* [EXCERPT TO READ]:
* * *

Ended FY21 with a bang!

Raised TP to MYR2.20; maintain BUY

4QFY21 results outperformed both our and consensus expectations on higher-than-expected core segment margins. As the pandemics adverse effects on consumer consumption gradually subside, we expect earnings growth momentum to continue in FY22. Our FY22-FY23E earnings are lifted by 18%-19% and we introduce FY24E. We raise TP to MYR2.20 (+60sen) on a higher 25x FY22E PER (mean; 22x PER previously on -0.5SD to mean) reflecting earnings recovery to pre-pandemic levels in FY22.

Above expectations

4Q21 core net profit of MYR77m (+147% YoY, 3Q21 core net loss: MYR18m) brought FY21 core net profit to MYR94m (+62% YoY), reflecting 216%/188% of our/consensus estimates. The beat was due to higher-than expected retail and property management services segment EBIT margins. AEON also positively surprised on dividends, with a final DPS of 3sen, against FY20 DPS of 1.5sen.

* * *

* [ENTRIES SUPPLIED]:
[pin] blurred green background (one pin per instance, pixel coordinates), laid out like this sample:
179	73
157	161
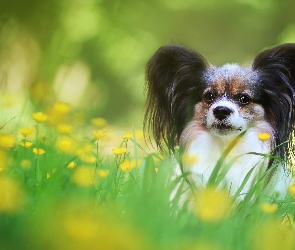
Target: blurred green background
92	53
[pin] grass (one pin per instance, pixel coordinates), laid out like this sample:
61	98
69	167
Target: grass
66	188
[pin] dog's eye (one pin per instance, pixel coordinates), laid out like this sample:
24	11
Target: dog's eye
244	99
209	97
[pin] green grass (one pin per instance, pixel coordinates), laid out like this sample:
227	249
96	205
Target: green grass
101	204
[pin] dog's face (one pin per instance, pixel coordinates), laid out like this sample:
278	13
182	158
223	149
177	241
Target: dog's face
230	101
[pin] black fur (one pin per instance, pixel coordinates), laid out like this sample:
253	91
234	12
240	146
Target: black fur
175	84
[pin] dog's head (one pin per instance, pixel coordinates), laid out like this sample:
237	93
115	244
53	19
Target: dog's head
184	87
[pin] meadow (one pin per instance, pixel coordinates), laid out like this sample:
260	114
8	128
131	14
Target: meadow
70	183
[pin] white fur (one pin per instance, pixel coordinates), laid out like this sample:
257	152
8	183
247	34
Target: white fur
208	149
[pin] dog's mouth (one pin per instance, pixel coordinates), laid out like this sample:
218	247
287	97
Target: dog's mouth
225	128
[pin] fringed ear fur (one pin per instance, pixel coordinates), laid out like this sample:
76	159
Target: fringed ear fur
174	81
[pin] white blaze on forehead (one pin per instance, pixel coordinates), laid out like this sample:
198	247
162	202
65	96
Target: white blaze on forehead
234	119
228	71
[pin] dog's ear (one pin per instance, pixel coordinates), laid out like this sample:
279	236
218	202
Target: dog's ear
173	77
276	76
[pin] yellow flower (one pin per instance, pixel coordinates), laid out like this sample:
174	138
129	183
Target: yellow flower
25	144
40	117
64	129
38	151
83	176
6	141
11	195
127	136
61	108
98	134
292	189
264	136
85	153
99	122
127	166
189	160
103	173
25	164
72	164
119	151
212	205
268	207
88	159
67	146
26	131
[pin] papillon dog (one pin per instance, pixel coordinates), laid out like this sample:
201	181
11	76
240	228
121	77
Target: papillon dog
240	116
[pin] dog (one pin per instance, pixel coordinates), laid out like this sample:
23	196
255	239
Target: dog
239	117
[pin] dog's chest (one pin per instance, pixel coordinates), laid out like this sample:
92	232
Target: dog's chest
208	149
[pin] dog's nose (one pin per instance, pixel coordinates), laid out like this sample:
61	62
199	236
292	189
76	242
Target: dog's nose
222	112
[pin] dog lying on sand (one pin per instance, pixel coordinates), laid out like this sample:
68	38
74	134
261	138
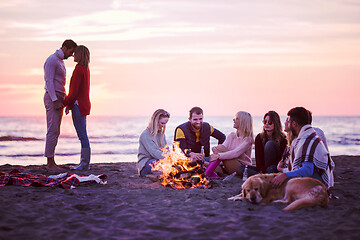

* * *

* [WORK ITEM]:
In the AEON earnings note above, start at the words "4QFY21 results outperformed" and stop after "DPS of 1.5sen.". Write out that passage word for word.

* [EXERCISE ANSWER]:
4QFY21 results outperformed both our and consensus expectations on higher-than-expected core segment margins. As the pandemics adverse effects on consumer consumption gradually subside, we expect earnings growth momentum to continue in FY22. Our FY22-FY23E earnings are lifted by 18%-19% and we introduce FY24E. We raise TP to MYR2.20 (+60sen) on a higher 25x FY22E PER (mean; 22x PER previously on -0.5SD to mean) reflecting earnings recovery to pre-pandemic levels in FY22.

Above expectations

4Q21 core net profit of MYR77m (+147% YoY, 3Q21 core net loss: MYR18m) brought FY21 core net profit to MYR94m (+62% YoY), reflecting 216%/188% of our/consensus estimates. The beat was due to higher-than expected retail and property management services segment EBIT margins. AEON also positively surprised on dividends, with a final DPS of 3sen, against FY20 DPS of 1.5sen.